Exercise objective
Reproduce verbatim the lines of the data below, starting at the line that contains "like [[145, 127]]." and ending at the line that contains "[[307, 64]]", with both of those lines included.

Records for this task

────────────────────

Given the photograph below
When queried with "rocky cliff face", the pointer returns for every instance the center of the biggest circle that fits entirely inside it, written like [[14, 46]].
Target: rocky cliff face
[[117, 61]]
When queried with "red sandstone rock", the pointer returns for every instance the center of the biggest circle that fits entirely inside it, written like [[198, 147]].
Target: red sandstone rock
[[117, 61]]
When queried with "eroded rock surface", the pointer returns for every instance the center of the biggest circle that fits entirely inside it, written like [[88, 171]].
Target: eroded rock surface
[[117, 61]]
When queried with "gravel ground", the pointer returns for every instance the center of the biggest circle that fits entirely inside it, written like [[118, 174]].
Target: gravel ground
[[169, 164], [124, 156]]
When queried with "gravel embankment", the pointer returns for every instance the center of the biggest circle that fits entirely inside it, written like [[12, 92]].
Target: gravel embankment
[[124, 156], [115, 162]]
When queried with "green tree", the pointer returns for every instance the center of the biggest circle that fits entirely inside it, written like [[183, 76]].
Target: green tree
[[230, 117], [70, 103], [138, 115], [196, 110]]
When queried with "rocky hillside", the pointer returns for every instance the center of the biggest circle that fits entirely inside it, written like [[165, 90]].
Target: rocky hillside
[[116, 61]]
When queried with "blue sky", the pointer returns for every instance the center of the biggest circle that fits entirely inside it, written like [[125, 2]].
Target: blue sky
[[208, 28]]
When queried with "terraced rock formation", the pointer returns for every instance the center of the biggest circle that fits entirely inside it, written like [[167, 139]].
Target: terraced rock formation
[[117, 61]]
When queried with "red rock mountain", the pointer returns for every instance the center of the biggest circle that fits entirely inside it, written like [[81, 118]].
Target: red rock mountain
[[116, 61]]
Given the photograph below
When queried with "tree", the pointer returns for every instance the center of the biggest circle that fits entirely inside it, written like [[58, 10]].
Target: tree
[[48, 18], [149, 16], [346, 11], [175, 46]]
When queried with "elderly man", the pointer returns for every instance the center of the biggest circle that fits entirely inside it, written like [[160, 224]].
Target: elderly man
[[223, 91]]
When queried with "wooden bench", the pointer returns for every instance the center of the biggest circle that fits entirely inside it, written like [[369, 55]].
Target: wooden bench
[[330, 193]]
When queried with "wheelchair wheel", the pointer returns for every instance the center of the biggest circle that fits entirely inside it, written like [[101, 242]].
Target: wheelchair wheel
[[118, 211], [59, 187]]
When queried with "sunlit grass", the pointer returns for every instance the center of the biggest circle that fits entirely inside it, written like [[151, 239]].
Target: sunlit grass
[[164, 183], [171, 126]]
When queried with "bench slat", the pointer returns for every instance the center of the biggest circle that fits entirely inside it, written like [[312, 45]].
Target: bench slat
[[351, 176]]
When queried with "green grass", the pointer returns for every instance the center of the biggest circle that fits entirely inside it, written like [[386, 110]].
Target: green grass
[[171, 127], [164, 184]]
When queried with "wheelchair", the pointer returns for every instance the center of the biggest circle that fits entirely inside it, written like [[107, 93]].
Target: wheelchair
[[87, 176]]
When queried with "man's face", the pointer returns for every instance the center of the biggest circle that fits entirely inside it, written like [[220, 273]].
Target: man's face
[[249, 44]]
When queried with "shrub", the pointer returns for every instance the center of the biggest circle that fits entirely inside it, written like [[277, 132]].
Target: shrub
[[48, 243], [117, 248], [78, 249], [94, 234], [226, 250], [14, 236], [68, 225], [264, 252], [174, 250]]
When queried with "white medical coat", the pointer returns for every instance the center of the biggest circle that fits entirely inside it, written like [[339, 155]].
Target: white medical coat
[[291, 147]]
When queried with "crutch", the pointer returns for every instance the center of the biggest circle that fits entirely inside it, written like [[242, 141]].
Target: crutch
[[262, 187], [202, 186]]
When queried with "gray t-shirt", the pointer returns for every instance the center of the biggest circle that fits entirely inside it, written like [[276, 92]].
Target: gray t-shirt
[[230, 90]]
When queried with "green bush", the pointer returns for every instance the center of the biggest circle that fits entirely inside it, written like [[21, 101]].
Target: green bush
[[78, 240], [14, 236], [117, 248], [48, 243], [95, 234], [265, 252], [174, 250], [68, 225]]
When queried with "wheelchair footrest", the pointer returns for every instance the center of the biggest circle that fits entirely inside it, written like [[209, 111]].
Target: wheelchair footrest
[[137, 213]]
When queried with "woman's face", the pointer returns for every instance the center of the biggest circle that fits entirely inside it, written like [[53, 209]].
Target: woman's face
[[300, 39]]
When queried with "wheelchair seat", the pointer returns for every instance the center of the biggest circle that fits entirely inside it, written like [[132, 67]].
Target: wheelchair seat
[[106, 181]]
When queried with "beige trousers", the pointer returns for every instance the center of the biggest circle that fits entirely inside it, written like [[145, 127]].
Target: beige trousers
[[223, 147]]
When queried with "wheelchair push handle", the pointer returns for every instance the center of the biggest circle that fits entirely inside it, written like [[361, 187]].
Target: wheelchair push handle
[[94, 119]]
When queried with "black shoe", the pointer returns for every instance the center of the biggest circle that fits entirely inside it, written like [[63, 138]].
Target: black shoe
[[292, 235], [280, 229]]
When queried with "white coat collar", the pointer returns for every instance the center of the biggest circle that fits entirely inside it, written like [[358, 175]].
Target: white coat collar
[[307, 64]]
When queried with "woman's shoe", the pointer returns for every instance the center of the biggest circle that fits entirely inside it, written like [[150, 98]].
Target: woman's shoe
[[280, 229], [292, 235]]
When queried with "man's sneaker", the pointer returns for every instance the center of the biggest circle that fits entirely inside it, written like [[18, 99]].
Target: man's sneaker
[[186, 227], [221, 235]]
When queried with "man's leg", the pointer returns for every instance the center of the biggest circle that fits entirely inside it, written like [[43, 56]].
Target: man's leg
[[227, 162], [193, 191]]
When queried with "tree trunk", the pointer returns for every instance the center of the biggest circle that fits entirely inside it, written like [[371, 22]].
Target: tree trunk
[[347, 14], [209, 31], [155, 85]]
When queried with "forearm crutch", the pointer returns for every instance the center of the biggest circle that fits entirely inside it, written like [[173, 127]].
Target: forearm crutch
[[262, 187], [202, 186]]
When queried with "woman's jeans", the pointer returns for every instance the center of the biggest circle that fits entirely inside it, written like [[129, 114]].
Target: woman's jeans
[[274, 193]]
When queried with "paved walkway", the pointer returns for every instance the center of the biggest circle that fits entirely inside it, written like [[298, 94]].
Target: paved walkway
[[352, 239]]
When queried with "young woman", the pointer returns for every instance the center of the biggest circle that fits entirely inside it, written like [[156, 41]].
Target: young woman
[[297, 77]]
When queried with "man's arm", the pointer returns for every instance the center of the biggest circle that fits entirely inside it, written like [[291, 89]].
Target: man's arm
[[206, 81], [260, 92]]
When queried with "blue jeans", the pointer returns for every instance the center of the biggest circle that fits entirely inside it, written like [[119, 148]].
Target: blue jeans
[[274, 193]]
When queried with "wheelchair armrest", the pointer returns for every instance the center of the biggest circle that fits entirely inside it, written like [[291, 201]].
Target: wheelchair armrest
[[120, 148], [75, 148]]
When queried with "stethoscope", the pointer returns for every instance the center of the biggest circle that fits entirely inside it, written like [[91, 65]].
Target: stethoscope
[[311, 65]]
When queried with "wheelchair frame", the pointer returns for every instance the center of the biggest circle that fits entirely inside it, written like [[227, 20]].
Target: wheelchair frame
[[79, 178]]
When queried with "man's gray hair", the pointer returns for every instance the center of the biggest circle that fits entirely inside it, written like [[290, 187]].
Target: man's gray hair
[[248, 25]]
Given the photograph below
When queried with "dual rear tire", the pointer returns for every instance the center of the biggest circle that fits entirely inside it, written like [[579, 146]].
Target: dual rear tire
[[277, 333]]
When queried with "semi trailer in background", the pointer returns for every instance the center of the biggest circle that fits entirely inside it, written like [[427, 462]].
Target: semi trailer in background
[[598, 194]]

────────────────────

Answer to the exercise
When queried with "beige trousers", the pointer returns for every instance the center of the biggest circle that fits entirely inside it, written like [[145, 127]].
Target: beige trousers
[[223, 147]]
When queried with "wheelchair push handle", the pointer returns for every instance the center of the biggest circle that fits entirely inside it, written like [[361, 187]].
Target: wheelchair push handle
[[94, 119]]
When queried with "black shoe", the pointer returns for every instance the center of the biggest circle that fits entirely inside it, written like [[63, 138]].
Target: black shoe
[[292, 235], [280, 229]]
When queried with "white coat collar", the pointer returns for every instance the center of the biggest circle that fits entirely inside it, written like [[358, 175]].
Target: white coat collar
[[307, 64]]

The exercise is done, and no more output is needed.